• _EXCERPTED PASSAGE_:
----------
Assembler Optimizer

Page 8/18
1 | 2 | 3 | 4 | 5 | 6 | 7 | | 9 | 10 | 11 | 12 | 13

By Metalion

Paragon (1149)

Metalion's picture

02-07-2020, 20:44

I do not understand those optimizations :

PatternBasedOptimizer substitution in threed/lib/neonlib/src/VDP.asm, line 21: 2 bytes saved
    cp 1
    jr c, MSX1
    jr z, MSX2
Replaced by:
    cp 1 + 1
    jr c, MSX2

How does it work the same way ?
Where is the jump to MSX1 ?

PatternBasedOptimizer substitution in threed/src/Application.asm, line 236: 4 bytes saved
    ld ix, Application_points
Replaced by:

PatternBasedOptimizer substitution in threed/src/Application.asm, line 243: 4 bytes saved
    ld ix, Application_edges
Replaced by:

Replaced by what ??
They seem to have been just erased ("4 bytes saved").

By santiontanon

Paladin (1014)

santiontanon's picture

02-07-2020, 20:50

@Grauw: oh, good catch! it was missing indeed, added Smile
And oh, that error is interesting, I though I had that case covered. Let me investigate!

@Metalion: yeah, I need to improve the output haha, that means that it was removed, as it was unnecessary code (those values where never used)
----------
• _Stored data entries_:
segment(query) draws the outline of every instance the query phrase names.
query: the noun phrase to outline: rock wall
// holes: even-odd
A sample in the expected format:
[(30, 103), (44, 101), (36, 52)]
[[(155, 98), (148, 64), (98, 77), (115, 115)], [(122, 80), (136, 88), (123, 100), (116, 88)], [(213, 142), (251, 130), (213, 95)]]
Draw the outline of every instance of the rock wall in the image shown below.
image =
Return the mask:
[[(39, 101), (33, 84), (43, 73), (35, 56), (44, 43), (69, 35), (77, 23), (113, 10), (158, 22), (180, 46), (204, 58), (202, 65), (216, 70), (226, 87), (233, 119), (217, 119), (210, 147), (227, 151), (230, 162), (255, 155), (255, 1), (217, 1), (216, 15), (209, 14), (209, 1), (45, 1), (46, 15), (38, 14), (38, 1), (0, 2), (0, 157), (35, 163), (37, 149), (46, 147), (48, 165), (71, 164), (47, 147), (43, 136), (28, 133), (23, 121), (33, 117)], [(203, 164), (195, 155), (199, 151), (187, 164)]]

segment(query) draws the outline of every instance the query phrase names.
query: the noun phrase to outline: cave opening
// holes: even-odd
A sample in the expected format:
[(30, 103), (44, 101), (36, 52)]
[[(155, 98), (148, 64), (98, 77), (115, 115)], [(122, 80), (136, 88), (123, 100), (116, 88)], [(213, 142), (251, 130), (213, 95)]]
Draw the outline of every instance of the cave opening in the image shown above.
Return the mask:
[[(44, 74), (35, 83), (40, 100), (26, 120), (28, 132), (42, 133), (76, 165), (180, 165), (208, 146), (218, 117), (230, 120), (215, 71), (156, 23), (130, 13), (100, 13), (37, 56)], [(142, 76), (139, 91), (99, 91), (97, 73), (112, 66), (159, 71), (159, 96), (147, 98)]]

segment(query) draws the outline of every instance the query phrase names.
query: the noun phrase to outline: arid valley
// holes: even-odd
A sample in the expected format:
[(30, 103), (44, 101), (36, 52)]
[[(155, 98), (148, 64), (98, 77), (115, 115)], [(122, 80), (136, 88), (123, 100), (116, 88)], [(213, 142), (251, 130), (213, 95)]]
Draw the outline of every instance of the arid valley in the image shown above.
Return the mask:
----------
• _PROBLEM DESCRIPTION_: Repeat word for word the part of the assembler optimizer thread between "Paladin (1014)" and "Let me investigate!", inclusive.

• _CORRECT RESULT_:
Paladin (1014)

santiontanon's picture

02-07-2020, 20:50

@Grauw: oh, good catch! it was missing indeed, added Smile
And oh, that error is interesting, I though I had that case covered. Let me investigate!